(Collection entries)

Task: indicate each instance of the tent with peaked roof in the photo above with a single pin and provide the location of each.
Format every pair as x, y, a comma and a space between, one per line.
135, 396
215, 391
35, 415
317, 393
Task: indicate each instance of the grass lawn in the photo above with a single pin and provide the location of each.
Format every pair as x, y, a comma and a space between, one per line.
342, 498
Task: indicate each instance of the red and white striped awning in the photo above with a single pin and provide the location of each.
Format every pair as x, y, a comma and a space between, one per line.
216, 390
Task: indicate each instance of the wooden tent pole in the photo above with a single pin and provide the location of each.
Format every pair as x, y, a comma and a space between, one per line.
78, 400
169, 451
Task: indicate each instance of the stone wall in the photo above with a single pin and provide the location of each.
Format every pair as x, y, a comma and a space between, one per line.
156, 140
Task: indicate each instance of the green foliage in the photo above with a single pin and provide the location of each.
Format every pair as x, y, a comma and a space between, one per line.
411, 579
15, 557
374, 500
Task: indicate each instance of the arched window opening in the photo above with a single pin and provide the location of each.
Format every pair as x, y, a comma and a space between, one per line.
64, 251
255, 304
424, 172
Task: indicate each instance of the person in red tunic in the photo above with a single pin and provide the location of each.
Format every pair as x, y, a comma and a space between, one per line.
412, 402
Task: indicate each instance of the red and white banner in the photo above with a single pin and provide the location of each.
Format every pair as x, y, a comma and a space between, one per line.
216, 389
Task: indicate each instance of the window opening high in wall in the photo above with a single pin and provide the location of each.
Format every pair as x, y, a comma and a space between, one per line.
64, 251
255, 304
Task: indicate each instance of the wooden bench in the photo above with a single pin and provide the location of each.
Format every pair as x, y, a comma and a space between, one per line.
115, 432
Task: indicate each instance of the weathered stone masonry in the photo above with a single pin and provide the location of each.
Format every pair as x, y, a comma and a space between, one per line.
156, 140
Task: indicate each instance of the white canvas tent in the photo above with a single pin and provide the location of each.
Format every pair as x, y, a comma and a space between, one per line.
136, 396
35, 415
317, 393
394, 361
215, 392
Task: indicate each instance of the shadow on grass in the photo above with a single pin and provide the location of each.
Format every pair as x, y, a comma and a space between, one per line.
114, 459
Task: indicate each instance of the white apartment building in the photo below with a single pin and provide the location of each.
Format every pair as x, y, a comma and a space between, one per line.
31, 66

▶ [STATED GOAL] Rewrite all of the entries, replacing "single pin" with "single point" and leaving everything else unchanged.

▶ [RESPONSE TO THE EXERCISE]
Task: indicate each instance of the tent with peaked roof in the photo above with a single point and provide the location of each.
Format every pair as x, y, a comma and a space between, one per line.
135, 396
215, 391
35, 415
317, 393
Task: indicate each instance of the grass lawn in the photo above with a single point and provide the location of each.
Format every pair as x, y, a comma and a space between, one per line.
342, 498
Task: indicate each instance of the red and white striped awning in the photo above with a single point and provide the location of each.
Format every pair as x, y, a comma and a space between, one per line.
216, 390
Task: indicate each instance of the wooden tent pole in the photo above with a single point and provide the location of each.
Format every pair as x, y, a comma and a space between, one per line.
78, 400
169, 451
Task: indicate each instance of the stone wall in the photo above with a single point and provide the location of each.
Format every pair as x, y, a comma and a space between, one per line.
156, 140
Task: indicate each instance of the green foliage in the photo above with a single point and provide the location of each.
Format every pair as x, y, a comma and a space between, one per line.
411, 579
15, 557
374, 500
Task: indicate each instance of the arched window opening in the photo above with a single point and provide the location of each.
Format every pair as x, y, a comma and a space between, one per line.
64, 251
255, 304
424, 172
Task: indicate each instance of the person in red tunic in the photo above with a single point and provide the location of each.
Format every pair as x, y, a comma and a space between, one per line.
412, 402
Task: indicate each instance of the red and white banner in the photo above with a single point and provide the location of each.
Format every pair as x, y, a comma and a space between, one per line.
216, 389
Task: indicate each instance of the window opening high in wall in the photo above with a single point and provide the location of each.
Format every pair as x, y, a comma and a space between, one per line.
64, 251
255, 304
Task: indicate each instance of the wooden bench in the photo above with a single point and provide the location of each.
Format every pair as x, y, a comma and a space between, one per line.
115, 432
Task: indicate each instance of the weathered stone masonry in the photo above with a single point and provide the location of each.
Format every pair as x, y, a comma and a space between, one per line.
156, 140
Task: indicate each instance of the white canvas tent in the photo above with a single point and provide the location of each.
Format every pair as x, y, a comma and a space between, one per line.
136, 396
35, 415
317, 393
394, 361
215, 392
Task: indicate each instance of the shadow on grass in the photo above with a single point and provide the location of each.
Format every pair as x, y, a comma and a space between, one per line.
114, 459
Task: indicate each instance of the white apartment building in the photo below with a single point and provide the location of each.
Format every pair as x, y, a comma and a space between, one per line.
31, 66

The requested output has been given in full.